What is needed: Apart from the images, output the data below exactly.

(Record excerpts begins)

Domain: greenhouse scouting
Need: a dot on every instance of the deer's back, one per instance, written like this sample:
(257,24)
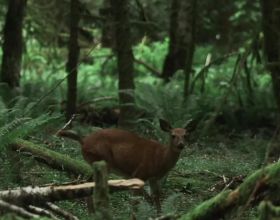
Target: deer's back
(125,152)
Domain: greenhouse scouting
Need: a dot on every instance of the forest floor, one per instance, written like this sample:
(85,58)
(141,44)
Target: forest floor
(205,168)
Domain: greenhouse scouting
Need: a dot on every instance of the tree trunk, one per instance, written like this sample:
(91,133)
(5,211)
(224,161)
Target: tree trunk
(107,38)
(120,9)
(271,30)
(181,34)
(73,59)
(13,43)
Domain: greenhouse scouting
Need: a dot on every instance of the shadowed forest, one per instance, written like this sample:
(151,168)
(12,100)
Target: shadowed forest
(140,109)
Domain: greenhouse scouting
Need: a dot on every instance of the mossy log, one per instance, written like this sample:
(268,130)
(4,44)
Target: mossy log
(54,159)
(101,191)
(263,183)
(40,195)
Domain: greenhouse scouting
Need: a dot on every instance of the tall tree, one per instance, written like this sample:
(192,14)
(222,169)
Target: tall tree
(13,43)
(271,31)
(123,48)
(73,59)
(181,34)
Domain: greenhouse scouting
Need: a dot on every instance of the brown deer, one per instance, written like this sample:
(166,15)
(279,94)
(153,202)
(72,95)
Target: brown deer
(133,156)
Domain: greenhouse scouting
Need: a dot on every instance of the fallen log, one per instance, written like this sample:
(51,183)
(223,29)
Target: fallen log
(40,195)
(262,183)
(53,159)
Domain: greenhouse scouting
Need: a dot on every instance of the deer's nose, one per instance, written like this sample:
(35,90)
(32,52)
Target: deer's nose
(181,145)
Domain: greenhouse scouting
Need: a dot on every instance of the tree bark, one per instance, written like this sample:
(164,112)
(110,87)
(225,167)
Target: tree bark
(35,195)
(73,59)
(107,37)
(271,31)
(13,43)
(101,191)
(120,10)
(54,159)
(181,34)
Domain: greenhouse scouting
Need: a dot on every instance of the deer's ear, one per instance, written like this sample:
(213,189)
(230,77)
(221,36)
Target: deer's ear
(191,125)
(164,125)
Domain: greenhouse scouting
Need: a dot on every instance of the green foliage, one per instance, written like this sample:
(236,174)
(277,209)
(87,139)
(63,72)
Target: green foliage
(16,122)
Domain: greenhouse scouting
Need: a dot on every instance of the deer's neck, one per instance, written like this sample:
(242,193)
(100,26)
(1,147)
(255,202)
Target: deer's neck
(170,157)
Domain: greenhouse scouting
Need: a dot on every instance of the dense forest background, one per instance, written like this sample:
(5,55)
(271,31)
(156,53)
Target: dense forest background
(85,65)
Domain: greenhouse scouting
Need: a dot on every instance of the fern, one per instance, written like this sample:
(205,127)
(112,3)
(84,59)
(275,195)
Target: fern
(19,121)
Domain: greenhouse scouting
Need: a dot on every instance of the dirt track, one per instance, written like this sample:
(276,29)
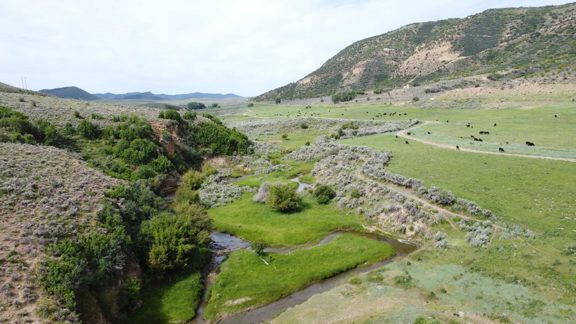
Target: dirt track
(403,134)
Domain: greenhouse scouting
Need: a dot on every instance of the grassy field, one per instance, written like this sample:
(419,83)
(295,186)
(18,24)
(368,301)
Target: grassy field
(403,292)
(255,221)
(536,193)
(526,119)
(514,279)
(175,301)
(246,280)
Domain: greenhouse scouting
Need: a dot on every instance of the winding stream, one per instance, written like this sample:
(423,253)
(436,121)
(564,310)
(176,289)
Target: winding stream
(222,244)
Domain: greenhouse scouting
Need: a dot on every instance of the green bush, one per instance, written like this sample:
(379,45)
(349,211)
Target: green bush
(138,151)
(175,240)
(343,96)
(196,105)
(170,114)
(88,130)
(283,198)
(189,115)
(219,139)
(324,194)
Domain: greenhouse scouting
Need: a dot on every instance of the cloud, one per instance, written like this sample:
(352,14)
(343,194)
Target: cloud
(175,46)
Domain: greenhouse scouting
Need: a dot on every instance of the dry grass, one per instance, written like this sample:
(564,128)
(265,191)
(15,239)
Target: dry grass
(45,193)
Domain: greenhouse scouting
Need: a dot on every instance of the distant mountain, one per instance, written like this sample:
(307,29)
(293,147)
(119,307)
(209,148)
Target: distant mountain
(70,93)
(141,96)
(508,43)
(11,89)
(151,96)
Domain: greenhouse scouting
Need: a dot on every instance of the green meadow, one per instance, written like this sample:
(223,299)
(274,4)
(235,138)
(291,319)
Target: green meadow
(248,280)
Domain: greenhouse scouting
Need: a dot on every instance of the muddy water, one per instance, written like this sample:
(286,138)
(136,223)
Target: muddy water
(267,312)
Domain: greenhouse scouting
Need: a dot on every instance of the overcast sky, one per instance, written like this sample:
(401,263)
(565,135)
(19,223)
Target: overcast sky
(177,46)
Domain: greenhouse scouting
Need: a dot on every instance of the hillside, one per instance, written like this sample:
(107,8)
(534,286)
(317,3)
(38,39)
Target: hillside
(503,43)
(152,96)
(11,89)
(70,93)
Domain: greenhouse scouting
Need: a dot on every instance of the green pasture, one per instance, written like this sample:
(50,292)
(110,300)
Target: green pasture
(247,279)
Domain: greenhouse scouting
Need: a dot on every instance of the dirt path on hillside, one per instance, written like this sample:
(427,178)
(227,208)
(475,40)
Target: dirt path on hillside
(403,134)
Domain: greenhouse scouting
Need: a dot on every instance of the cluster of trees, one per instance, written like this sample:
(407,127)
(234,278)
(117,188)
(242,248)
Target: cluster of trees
(285,199)
(344,96)
(15,127)
(136,222)
(195,105)
(217,139)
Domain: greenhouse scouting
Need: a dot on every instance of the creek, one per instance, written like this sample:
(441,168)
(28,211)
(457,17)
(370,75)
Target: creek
(222,244)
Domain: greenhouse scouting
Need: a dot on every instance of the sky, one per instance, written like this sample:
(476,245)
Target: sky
(245,47)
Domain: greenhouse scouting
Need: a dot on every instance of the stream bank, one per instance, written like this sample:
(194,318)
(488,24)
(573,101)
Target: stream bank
(225,243)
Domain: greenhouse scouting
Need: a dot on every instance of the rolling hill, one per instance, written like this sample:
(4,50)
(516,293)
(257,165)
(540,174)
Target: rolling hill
(70,93)
(501,43)
(151,96)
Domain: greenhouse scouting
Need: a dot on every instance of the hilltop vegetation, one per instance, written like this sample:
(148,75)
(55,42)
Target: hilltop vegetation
(70,93)
(500,43)
(98,241)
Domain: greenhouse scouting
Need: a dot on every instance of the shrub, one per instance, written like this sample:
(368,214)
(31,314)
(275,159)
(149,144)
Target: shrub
(175,240)
(218,138)
(324,194)
(138,151)
(343,96)
(88,130)
(196,105)
(259,246)
(190,115)
(283,198)
(170,114)
(355,193)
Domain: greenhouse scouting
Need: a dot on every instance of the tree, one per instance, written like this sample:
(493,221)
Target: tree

(Record excerpts ends)

Result below:
Domain: greenhouse scouting
Need: a dot on every instance of the deer's back, one per instance, written like this sample:
(257,24)
Target: deer's back
(125,152)
Domain: greenhouse scouting
Need: a dot on every instance of the forest floor, one per instance, written like this sample:
(85,58)
(141,44)
Target: forest floor
(205,168)
Domain: greenhouse scouting
Need: a dot on every instance of the tree trunk, one per instance, written like this sample:
(91,133)
(5,211)
(224,161)
Target: tree trunk
(107,38)
(120,9)
(271,30)
(181,34)
(73,59)
(13,43)
Domain: greenhouse scouting
Need: a dot on every instance of the shadowed forest, one per instance, written like this sample:
(151,168)
(12,100)
Target: shadowed forest
(140,109)
Domain: greenhouse scouting
Need: a dot on every instance of the mossy log, one per instance, written like this sample:
(268,130)
(4,44)
Target: mossy log
(54,159)
(101,191)
(263,183)
(40,195)
Domain: greenhouse scouting
Need: a dot on every instance of the tall tree, one per instance, written like this sample:
(192,14)
(222,169)
Target: tall tree
(13,43)
(271,31)
(123,48)
(73,59)
(181,34)
Domain: greenhouse scouting
Need: a dot on every instance of the brown deer, one per instance, written like this sample:
(166,15)
(279,94)
(153,202)
(72,95)
Target: brown deer
(133,156)
Domain: greenhouse scouting
Need: a dot on every instance of the fallen log, one per instance, written like this sample:
(51,183)
(223,29)
Target: fallen log
(40,195)
(262,183)
(53,159)
Domain: greenhouse scouting
Need: a dot on every instance of the deer's nose, one per instance, written like this sample:
(35,90)
(32,52)
Target: deer's nose
(181,145)
Domain: greenhouse scouting
Need: a dot on every instance of the tree bark, one per instance, written like this sample:
(164,112)
(110,87)
(225,167)
Target: tree bark
(35,195)
(73,59)
(107,37)
(271,31)
(13,43)
(101,191)
(120,10)
(54,159)
(181,34)
Domain: greenhouse scouting
Need: a dot on every instance of the deer's ear, one per instance, written like this sample:
(213,189)
(230,77)
(221,36)
Target: deer's ear
(191,125)
(164,125)
Domain: greenhouse scouting
Need: a dot on every instance of the green foliage, one per instance, written like this sample:
(236,174)
(277,209)
(87,139)
(63,72)
Target: green foliage
(16,122)
Domain: greenhouse scouting
Need: a dot on every instance of the deer's neck, one per instance, written like this sample:
(242,193)
(100,26)
(1,147)
(255,202)
Target: deer's neck
(170,157)
Domain: greenhouse scouting
Need: a dot on every instance of the dense forest background, one per instance, written like this sample:
(5,55)
(271,31)
(156,53)
Target: dense forest background
(85,65)
Domain: greenhouse scouting
Need: a dot on every instance of the fern, one per instance, written like this sample:
(205,127)
(112,3)
(84,59)
(275,195)
Target: fern
(19,121)
Domain: greenhouse scouting
Need: a dot on every instance of the dirt track, one per instance, written like this sample:
(276,29)
Target: dirt track
(403,134)
Domain: greenhouse scouting
Need: a dot on every instance of the grassy field, one per instance, written like this sample:
(419,83)
(295,186)
(18,24)
(368,301)
Target: grassy field
(403,292)
(255,221)
(536,193)
(526,119)
(514,279)
(175,301)
(246,280)
Domain: greenhouse scouting
Need: a dot on every instance of the winding stream, one per instance, written like this sample:
(423,253)
(436,121)
(564,310)
(176,289)
Target: winding stream
(222,244)
Domain: greenhouse scouting
Need: a dot on every instance of the green bush, one per instance, written like this sample:
(379,45)
(349,211)
Target: green bush
(138,151)
(175,240)
(343,96)
(196,105)
(170,114)
(88,130)
(283,198)
(189,115)
(219,139)
(324,194)
Domain: greenhouse scouting
Need: a dot on every instance of the cloud, one per instance, written like this sample:
(352,14)
(343,194)
Target: cloud
(175,46)
Domain: greenhouse scouting
Need: a dot on every instance of the dry grass, one per instance, written like this sample:
(564,128)
(265,191)
(15,239)
Target: dry grass
(45,193)
Domain: greenhouse scouting
Need: a dot on every instance of the distant mountain, one per instance, written like this sample:
(307,29)
(293,147)
(119,307)
(209,148)
Target: distant mountain
(70,93)
(141,96)
(508,43)
(11,89)
(151,96)
Domain: greenhouse scouting
Need: a dot on every instance of the green meadow, one per instance, written like this sample:
(223,299)
(274,4)
(235,138)
(291,319)
Target: green meadow
(248,280)
Domain: greenhouse scouting
Need: a dot on every instance of the muddy water, one per instance, written like this sample:
(286,138)
(136,223)
Target: muddy water
(267,312)
Domain: greenhouse scouting
Need: a dot on every instance of the overcast sky, one per instance, written like this sample:
(401,263)
(565,135)
(19,223)
Target: overcast sky
(177,46)
Domain: greenhouse scouting
Need: a dot on every instance of the hillside, one per instance, written like this sample:
(107,8)
(534,286)
(317,3)
(38,39)
Target: hillside
(503,43)
(152,96)
(11,89)
(70,93)
Domain: greenhouse scouting
Need: a dot on every instance of the green pasture, one per instance, written like this sample:
(50,292)
(110,300)
Target: green pasture
(247,279)
Domain: greenhouse scouting
Need: a dot on every instance of the dirt path on hillside, one per instance, written like this sample:
(427,178)
(227,208)
(475,40)
Target: dirt path on hillside
(403,134)
Domain: greenhouse scouting
Need: a dot on every instance of the cluster of trees, one per instance, written like this sample:
(407,127)
(234,278)
(117,188)
(242,248)
Target: cluster of trees
(285,199)
(344,96)
(15,127)
(136,222)
(195,105)
(217,139)
Domain: greenhouse scouting
Need: a dot on every instance of the creek, one per instance, written like this sample:
(441,168)
(28,211)
(457,17)
(370,75)
Target: creek
(222,244)
Domain: greenhouse scouting
Need: a dot on every instance of the sky, one per instance, written like this sample:
(476,245)
Target: sky
(245,47)
Domain: greenhouse scouting
Need: a dot on every instance of the stream bank, one per instance, written like this sample:
(194,318)
(488,24)
(573,101)
Target: stream bank
(225,243)
Domain: greenhouse scouting
Need: a dot on every instance of the rolling hill, one per instance, written like this sample:
(4,50)
(516,293)
(257,165)
(540,174)
Target: rolling hill
(70,93)
(501,43)
(151,96)
Domain: greenhouse scouting
Need: a dot on every instance of the hilltop vegetation, one per instance, written like this sample:
(148,75)
(55,42)
Target: hilltop vegetation
(70,93)
(500,43)
(98,241)
Domain: greenhouse scouting
Need: a dot on every instance of the shrub, one per instance, written like this sample:
(368,214)
(31,314)
(275,159)
(149,144)
Target: shrub
(175,240)
(218,138)
(324,194)
(138,151)
(343,96)
(88,130)
(196,105)
(259,246)
(190,115)
(283,198)
(170,114)
(355,193)
Domain: greenhouse scouting
Need: a dot on every instance of the tree, one per instance, written like this sample:
(493,221)
Target: tree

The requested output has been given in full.